**WORK TO BE COMPLETED**: Once the line containing "</instance>" is found in the entries below, restate it and each following line word for word, stopping after the line containing "117L363 194L437 224L485".
Segment Start: ENTRIES SHOWN
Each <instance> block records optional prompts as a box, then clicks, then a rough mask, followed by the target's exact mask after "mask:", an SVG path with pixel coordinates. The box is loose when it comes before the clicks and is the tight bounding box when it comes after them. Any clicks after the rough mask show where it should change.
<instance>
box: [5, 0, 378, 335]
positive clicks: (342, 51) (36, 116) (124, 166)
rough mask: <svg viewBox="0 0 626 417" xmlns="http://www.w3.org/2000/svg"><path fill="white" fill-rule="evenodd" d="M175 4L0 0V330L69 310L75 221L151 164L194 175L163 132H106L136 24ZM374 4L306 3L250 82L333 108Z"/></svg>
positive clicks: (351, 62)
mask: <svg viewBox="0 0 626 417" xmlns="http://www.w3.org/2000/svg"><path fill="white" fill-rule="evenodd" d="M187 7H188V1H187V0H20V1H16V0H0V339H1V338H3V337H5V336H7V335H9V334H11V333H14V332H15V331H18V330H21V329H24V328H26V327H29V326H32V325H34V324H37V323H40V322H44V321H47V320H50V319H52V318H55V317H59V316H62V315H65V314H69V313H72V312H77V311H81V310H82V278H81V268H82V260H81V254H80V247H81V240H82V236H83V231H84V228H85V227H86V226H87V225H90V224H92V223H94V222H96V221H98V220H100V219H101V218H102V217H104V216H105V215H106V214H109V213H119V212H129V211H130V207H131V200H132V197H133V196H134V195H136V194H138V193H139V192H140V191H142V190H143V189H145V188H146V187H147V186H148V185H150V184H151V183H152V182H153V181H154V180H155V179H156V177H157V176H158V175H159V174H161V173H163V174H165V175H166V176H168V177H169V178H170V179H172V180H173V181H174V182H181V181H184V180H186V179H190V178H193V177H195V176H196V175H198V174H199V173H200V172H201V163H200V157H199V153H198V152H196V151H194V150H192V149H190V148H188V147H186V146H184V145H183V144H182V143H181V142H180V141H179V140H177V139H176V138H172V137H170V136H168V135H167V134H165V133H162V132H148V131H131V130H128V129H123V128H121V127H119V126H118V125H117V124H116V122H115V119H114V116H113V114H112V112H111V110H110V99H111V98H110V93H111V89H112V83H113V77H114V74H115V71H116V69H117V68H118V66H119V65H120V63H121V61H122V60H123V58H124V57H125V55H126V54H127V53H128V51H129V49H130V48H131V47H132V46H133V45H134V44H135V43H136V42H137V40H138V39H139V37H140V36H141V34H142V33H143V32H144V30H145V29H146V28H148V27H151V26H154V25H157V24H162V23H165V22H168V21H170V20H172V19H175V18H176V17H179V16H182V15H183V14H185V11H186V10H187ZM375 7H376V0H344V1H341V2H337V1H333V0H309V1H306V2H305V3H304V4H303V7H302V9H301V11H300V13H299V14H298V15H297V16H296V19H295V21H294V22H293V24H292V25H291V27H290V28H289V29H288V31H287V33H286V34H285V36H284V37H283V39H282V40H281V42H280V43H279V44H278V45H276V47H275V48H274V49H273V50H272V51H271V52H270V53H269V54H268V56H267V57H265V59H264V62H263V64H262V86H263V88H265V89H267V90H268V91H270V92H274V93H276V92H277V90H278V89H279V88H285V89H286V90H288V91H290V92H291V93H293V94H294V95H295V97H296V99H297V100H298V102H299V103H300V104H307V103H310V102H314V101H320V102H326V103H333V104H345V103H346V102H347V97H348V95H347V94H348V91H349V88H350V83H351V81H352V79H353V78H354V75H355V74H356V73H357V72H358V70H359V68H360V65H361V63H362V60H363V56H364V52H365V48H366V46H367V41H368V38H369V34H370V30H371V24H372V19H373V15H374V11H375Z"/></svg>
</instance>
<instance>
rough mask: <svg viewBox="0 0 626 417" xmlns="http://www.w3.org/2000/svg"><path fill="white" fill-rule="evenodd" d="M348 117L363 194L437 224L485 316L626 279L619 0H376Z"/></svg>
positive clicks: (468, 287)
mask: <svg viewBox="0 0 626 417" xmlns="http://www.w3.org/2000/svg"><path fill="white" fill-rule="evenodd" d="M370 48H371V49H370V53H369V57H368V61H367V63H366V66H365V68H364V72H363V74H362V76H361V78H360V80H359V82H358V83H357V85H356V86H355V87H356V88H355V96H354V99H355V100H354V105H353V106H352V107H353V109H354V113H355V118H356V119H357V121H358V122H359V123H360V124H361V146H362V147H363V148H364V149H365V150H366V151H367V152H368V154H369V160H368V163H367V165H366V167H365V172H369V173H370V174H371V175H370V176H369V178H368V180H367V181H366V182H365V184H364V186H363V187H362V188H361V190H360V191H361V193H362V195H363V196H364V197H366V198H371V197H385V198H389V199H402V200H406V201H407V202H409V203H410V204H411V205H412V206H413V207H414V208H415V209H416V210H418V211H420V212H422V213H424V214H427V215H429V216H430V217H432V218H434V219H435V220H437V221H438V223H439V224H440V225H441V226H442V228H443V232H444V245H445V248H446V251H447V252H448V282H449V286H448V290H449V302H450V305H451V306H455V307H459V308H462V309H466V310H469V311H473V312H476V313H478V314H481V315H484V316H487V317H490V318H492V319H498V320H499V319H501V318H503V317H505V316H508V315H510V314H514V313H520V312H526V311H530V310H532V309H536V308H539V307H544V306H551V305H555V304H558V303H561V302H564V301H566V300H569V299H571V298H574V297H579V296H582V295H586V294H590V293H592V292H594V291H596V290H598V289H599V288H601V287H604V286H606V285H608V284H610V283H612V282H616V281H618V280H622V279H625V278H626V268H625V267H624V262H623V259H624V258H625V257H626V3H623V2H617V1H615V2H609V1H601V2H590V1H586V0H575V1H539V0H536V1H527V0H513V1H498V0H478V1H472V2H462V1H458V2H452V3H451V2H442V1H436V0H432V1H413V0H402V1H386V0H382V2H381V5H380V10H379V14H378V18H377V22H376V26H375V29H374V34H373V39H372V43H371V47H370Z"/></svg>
Segment End: ENTRIES SHOWN
**RESULT OF THE EXERCISE**:
</instance>
<instance>
rough mask: <svg viewBox="0 0 626 417" xmlns="http://www.w3.org/2000/svg"><path fill="white" fill-rule="evenodd" d="M348 117L363 194L437 224L485 316L626 279L619 0H376Z"/></svg>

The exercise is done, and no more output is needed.